• **How to complete this task**
Every line of the entries below from the one containing "Please mark every long" to the one containing "Please mark every tree with", both ends included, must be written out exactly. No other line belongs in the answer.

--- START ---

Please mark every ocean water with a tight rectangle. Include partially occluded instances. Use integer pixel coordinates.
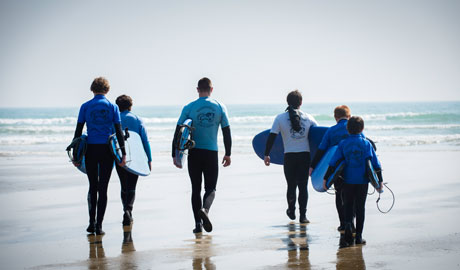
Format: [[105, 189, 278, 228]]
[[0, 102, 459, 157]]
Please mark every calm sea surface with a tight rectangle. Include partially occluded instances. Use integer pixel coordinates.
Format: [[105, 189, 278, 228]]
[[1, 102, 459, 156]]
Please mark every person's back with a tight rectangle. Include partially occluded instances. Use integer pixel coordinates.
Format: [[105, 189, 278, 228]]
[[178, 96, 228, 151], [336, 134, 380, 184], [272, 110, 317, 153], [79, 95, 119, 144], [325, 116, 383, 247], [115, 94, 152, 226], [172, 77, 232, 234]]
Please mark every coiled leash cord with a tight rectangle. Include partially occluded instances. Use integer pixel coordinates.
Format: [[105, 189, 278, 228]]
[[376, 182, 395, 214]]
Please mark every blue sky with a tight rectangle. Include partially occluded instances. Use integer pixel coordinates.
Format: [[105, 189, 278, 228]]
[[0, 0, 459, 107]]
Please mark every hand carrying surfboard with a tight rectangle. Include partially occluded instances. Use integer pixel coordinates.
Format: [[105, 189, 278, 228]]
[[174, 119, 195, 169], [66, 134, 87, 174]]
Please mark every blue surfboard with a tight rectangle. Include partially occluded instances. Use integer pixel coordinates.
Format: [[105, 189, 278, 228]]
[[366, 159, 381, 190], [174, 119, 195, 168], [252, 126, 329, 165], [311, 145, 339, 192], [66, 134, 87, 174], [109, 130, 150, 176]]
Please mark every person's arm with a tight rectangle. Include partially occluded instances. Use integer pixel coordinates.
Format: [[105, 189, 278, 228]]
[[172, 125, 181, 158], [73, 122, 84, 139], [264, 115, 281, 166], [263, 133, 277, 166], [222, 126, 232, 167]]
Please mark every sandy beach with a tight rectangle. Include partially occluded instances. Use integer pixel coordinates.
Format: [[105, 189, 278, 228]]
[[0, 148, 459, 270]]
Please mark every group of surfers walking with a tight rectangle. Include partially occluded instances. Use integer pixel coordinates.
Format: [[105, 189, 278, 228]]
[[72, 76, 383, 248]]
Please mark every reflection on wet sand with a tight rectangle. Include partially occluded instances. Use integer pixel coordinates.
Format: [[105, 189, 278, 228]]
[[122, 224, 135, 253], [281, 222, 311, 269], [87, 234, 106, 270], [192, 233, 216, 270], [336, 235, 366, 270]]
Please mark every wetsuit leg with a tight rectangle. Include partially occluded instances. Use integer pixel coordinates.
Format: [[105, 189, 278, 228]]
[[85, 146, 98, 225], [295, 152, 310, 217], [335, 186, 345, 227], [202, 150, 218, 211], [188, 149, 204, 224], [116, 164, 139, 212], [283, 153, 298, 212], [342, 183, 355, 227], [354, 183, 368, 236], [85, 144, 114, 226]]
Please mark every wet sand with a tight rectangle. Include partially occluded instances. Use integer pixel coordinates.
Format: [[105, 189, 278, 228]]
[[0, 149, 459, 269]]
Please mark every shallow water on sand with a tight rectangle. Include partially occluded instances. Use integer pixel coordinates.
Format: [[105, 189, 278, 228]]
[[0, 150, 460, 269]]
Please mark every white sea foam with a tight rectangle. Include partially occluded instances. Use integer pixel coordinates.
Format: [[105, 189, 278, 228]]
[[0, 117, 76, 125]]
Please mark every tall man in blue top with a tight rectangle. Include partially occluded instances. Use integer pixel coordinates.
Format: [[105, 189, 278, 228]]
[[172, 77, 232, 234]]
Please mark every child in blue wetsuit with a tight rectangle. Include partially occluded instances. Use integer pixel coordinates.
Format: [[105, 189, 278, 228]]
[[172, 77, 232, 234], [323, 116, 383, 246], [73, 77, 127, 235], [310, 105, 351, 231], [115, 95, 152, 226]]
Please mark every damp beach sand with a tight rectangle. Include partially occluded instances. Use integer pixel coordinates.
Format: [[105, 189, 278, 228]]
[[0, 150, 459, 269]]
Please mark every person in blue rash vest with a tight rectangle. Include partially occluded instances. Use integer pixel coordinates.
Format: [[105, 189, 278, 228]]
[[264, 90, 318, 224], [115, 95, 152, 226], [310, 105, 351, 231], [73, 77, 127, 235], [323, 116, 383, 246], [172, 77, 232, 234]]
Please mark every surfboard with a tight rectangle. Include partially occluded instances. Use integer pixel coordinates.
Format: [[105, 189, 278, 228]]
[[252, 129, 284, 165], [252, 126, 329, 165], [66, 134, 87, 174], [366, 159, 381, 190], [109, 130, 150, 176], [325, 160, 345, 190], [174, 119, 195, 168], [311, 145, 339, 192]]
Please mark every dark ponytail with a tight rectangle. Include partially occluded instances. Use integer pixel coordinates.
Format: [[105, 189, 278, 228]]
[[286, 105, 301, 132], [286, 90, 302, 132]]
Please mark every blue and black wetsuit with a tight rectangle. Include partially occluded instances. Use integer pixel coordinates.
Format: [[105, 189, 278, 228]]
[[172, 97, 232, 227], [115, 110, 152, 223], [74, 94, 126, 231], [326, 134, 382, 240]]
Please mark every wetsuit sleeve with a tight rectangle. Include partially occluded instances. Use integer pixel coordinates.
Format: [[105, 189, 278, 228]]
[[264, 133, 277, 156], [114, 123, 126, 155], [310, 149, 326, 169], [73, 122, 84, 140], [172, 125, 181, 158], [139, 119, 152, 162], [222, 126, 232, 156], [369, 144, 381, 171]]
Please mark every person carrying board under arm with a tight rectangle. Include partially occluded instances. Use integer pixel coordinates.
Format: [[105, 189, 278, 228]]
[[73, 77, 127, 235], [172, 77, 232, 234], [264, 90, 318, 223], [115, 95, 152, 226]]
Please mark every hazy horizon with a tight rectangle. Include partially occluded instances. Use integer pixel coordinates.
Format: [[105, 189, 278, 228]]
[[1, 0, 459, 107]]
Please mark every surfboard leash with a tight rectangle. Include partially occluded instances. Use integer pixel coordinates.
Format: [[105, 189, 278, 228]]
[[376, 182, 395, 214]]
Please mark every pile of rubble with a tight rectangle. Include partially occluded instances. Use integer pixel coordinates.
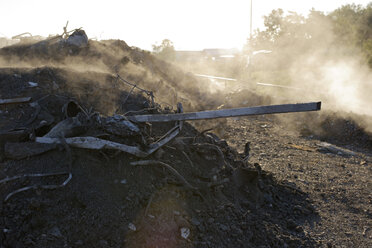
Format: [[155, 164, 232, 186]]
[[0, 30, 321, 247]]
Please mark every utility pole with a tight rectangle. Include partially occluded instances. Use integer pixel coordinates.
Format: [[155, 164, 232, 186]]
[[246, 0, 253, 82], [250, 0, 253, 39]]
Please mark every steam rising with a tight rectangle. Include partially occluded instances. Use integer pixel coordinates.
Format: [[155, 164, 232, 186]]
[[291, 58, 372, 117], [231, 8, 372, 135], [0, 8, 371, 137]]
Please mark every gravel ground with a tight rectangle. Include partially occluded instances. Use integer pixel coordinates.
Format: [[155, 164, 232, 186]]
[[224, 115, 372, 248]]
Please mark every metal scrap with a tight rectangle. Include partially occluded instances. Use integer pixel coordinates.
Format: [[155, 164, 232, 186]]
[[2, 138, 72, 202], [317, 142, 356, 157], [116, 74, 155, 107], [127, 102, 321, 123], [4, 173, 72, 202], [36, 102, 183, 157], [0, 97, 31, 105], [130, 160, 197, 190], [0, 171, 69, 185], [43, 115, 88, 138], [36, 125, 181, 158], [102, 115, 141, 137]]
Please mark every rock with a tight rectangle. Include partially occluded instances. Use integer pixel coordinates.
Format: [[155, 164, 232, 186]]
[[190, 218, 200, 226], [295, 225, 303, 233], [28, 82, 38, 88], [180, 227, 190, 239], [286, 219, 297, 230], [219, 224, 229, 231], [128, 223, 136, 231], [49, 226, 62, 238], [66, 30, 88, 48], [207, 218, 214, 224]]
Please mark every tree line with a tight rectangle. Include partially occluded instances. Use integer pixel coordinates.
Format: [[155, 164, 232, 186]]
[[152, 3, 372, 82], [248, 3, 372, 67]]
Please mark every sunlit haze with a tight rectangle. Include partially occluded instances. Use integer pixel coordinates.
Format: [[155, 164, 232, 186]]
[[1, 0, 371, 50]]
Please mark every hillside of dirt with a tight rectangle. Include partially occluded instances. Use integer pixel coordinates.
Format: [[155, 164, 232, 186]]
[[0, 33, 371, 248], [0, 32, 221, 112]]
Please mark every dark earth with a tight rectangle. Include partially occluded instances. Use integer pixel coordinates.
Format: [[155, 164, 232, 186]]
[[0, 33, 371, 248]]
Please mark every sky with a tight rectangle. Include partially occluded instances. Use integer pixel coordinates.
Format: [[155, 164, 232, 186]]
[[0, 0, 371, 51]]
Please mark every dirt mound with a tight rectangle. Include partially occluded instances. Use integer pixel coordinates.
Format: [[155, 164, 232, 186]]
[[0, 35, 224, 113], [316, 113, 372, 146], [292, 111, 372, 152], [0, 58, 319, 248]]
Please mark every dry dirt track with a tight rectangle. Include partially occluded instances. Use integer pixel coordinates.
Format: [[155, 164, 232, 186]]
[[224, 115, 372, 248]]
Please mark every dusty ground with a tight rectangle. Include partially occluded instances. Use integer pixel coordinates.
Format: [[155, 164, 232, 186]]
[[224, 115, 372, 248]]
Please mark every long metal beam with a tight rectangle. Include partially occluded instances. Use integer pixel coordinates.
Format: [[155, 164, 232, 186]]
[[0, 97, 31, 105], [127, 102, 321, 123]]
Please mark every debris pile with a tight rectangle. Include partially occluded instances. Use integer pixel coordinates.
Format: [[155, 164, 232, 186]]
[[0, 31, 321, 247], [295, 111, 372, 152]]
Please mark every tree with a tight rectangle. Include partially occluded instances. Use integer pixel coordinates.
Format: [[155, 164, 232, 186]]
[[241, 3, 372, 87], [329, 4, 372, 65], [152, 39, 175, 61]]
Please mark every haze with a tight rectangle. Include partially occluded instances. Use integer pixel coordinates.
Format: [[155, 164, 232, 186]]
[[0, 0, 371, 50]]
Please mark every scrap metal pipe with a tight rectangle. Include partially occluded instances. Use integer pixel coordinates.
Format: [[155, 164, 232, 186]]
[[127, 102, 321, 123], [0, 97, 31, 105]]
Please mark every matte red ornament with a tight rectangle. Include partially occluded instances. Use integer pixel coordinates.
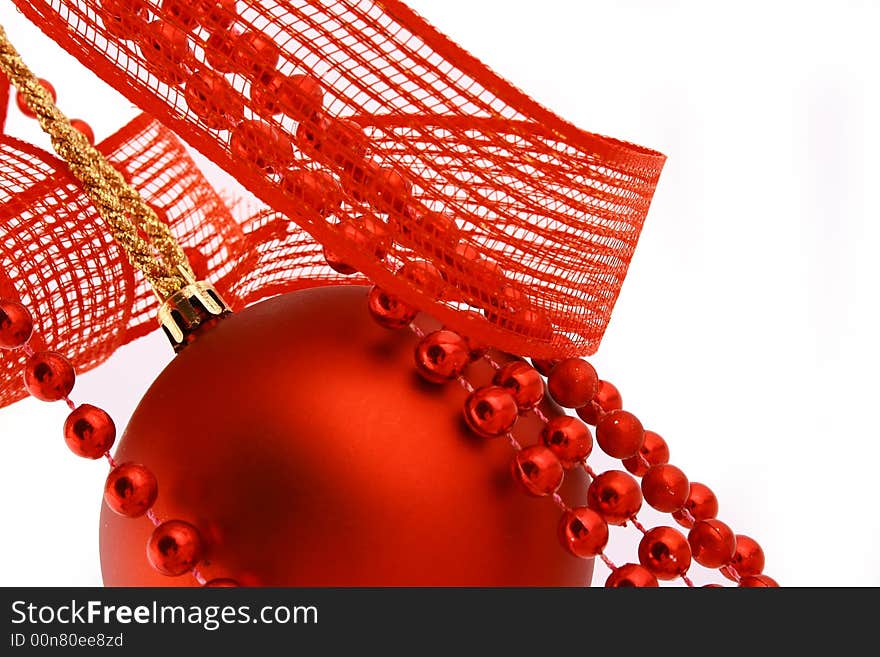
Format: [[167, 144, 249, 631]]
[[493, 361, 544, 411], [511, 445, 564, 497], [738, 575, 779, 588], [637, 526, 692, 580], [540, 416, 592, 468], [622, 430, 669, 477], [104, 463, 158, 518], [724, 535, 765, 580], [576, 379, 622, 425], [546, 359, 598, 409], [63, 404, 116, 459], [605, 563, 659, 588], [367, 286, 417, 329], [141, 20, 193, 86], [101, 287, 592, 585], [672, 482, 719, 529], [0, 299, 33, 349], [70, 119, 96, 145], [586, 470, 643, 526], [595, 409, 645, 459], [23, 351, 75, 402], [641, 464, 689, 513], [414, 330, 470, 384], [464, 386, 519, 439], [688, 519, 737, 568], [15, 77, 55, 118], [147, 520, 204, 576], [558, 507, 608, 558], [99, 0, 148, 41], [184, 70, 243, 130]]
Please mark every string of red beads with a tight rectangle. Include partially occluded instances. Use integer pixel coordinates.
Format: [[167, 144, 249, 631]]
[[1, 298, 236, 587]]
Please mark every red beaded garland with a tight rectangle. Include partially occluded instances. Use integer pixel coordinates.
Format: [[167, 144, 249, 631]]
[[0, 299, 34, 349], [511, 445, 564, 497], [463, 386, 519, 438], [576, 379, 622, 425], [546, 358, 598, 408], [672, 482, 719, 529], [373, 168, 411, 214], [63, 404, 116, 459], [23, 351, 76, 402], [141, 20, 193, 86], [15, 78, 55, 118], [622, 430, 670, 477], [586, 470, 643, 526], [195, 0, 238, 32], [595, 410, 645, 459], [320, 118, 369, 173], [724, 535, 765, 580], [205, 27, 240, 72], [688, 519, 737, 568], [558, 507, 609, 558], [147, 520, 204, 576], [637, 526, 692, 580], [230, 30, 281, 79], [414, 330, 470, 384], [738, 574, 779, 588], [100, 0, 148, 41], [70, 119, 96, 145], [280, 170, 341, 219], [230, 120, 294, 174], [184, 69, 243, 130], [367, 287, 417, 330], [605, 563, 659, 588], [540, 416, 592, 468], [281, 74, 326, 123], [104, 463, 159, 518], [249, 71, 290, 118], [162, 0, 200, 29], [493, 361, 544, 411], [641, 464, 689, 513]]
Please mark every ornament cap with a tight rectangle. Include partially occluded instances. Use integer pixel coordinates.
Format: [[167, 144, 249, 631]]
[[158, 270, 231, 351]]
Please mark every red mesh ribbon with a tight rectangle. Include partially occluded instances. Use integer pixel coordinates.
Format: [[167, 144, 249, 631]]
[[11, 0, 666, 361]]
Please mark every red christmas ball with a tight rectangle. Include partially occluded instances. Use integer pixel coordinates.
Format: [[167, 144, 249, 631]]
[[100, 286, 593, 585]]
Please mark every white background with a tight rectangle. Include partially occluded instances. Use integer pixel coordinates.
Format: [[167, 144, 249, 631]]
[[1, 0, 878, 586]]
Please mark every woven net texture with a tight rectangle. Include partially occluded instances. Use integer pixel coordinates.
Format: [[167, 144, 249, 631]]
[[10, 0, 666, 360], [0, 113, 360, 408]]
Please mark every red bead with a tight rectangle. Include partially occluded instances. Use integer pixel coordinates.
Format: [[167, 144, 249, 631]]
[[547, 359, 598, 408], [367, 287, 417, 329], [162, 0, 200, 28], [463, 386, 518, 438], [622, 430, 669, 477], [672, 482, 719, 529], [605, 563, 659, 588], [595, 410, 645, 459], [230, 31, 281, 79], [531, 358, 560, 377], [398, 260, 445, 300], [723, 535, 765, 580], [70, 119, 95, 145], [63, 404, 116, 459], [281, 73, 326, 123], [23, 351, 75, 402], [230, 120, 294, 174], [194, 0, 238, 32], [638, 526, 692, 580], [738, 574, 779, 588], [540, 416, 592, 468], [250, 71, 290, 118], [205, 578, 239, 587], [185, 69, 243, 130], [374, 168, 411, 214], [100, 0, 148, 41], [501, 307, 554, 340], [586, 470, 642, 526], [323, 216, 388, 274], [205, 27, 240, 72], [558, 507, 608, 558], [493, 361, 544, 411], [688, 519, 737, 568], [147, 520, 204, 576], [141, 20, 193, 86], [280, 170, 341, 219], [415, 330, 470, 384], [0, 299, 33, 349], [16, 78, 55, 119], [104, 463, 158, 518], [511, 445, 564, 497], [320, 118, 368, 172], [576, 379, 622, 425], [641, 464, 689, 513]]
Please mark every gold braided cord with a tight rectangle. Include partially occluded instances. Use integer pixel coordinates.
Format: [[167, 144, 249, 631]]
[[0, 24, 192, 300]]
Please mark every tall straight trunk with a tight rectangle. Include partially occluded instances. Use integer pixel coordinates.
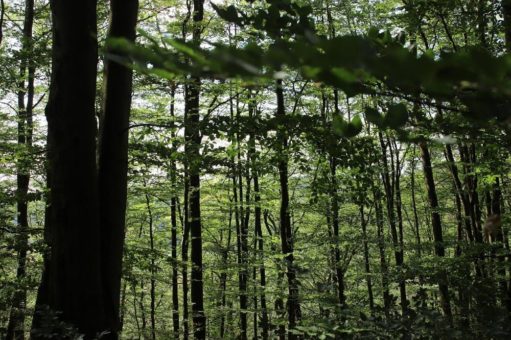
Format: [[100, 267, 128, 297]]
[[32, 0, 106, 337], [360, 204, 374, 313], [330, 156, 346, 308], [119, 280, 127, 332], [187, 1, 205, 338], [504, 0, 511, 50], [0, 0, 4, 46], [144, 193, 157, 340], [373, 186, 390, 316], [219, 207, 233, 338], [249, 92, 269, 340], [444, 143, 474, 242], [169, 83, 180, 339], [275, 79, 301, 338], [7, 1, 34, 338], [418, 142, 453, 322], [459, 144, 484, 244], [182, 163, 190, 340], [263, 212, 286, 339], [234, 93, 248, 340], [490, 178, 510, 310], [378, 132, 407, 315], [410, 151, 422, 256], [98, 1, 139, 338]]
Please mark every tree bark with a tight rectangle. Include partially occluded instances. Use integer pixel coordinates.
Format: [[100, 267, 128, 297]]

--- END ---

• **Response below**
Please mark every long metal beam with a tight rectangle. Include partially occluded instances. Use integer pixel coordinates.
Format: [[155, 164, 232, 186]]
[[0, 97, 31, 105], [127, 102, 321, 123]]
Please mark every debris pile with a tight rectangle. Include partially occluded instances. Use integer pixel coordinates.
Format: [[155, 164, 232, 186]]
[[0, 31, 321, 247], [295, 111, 372, 152]]
Please mark every tree with a tight rectangle. Include partially occluded instances. Use integer pixel coordinates.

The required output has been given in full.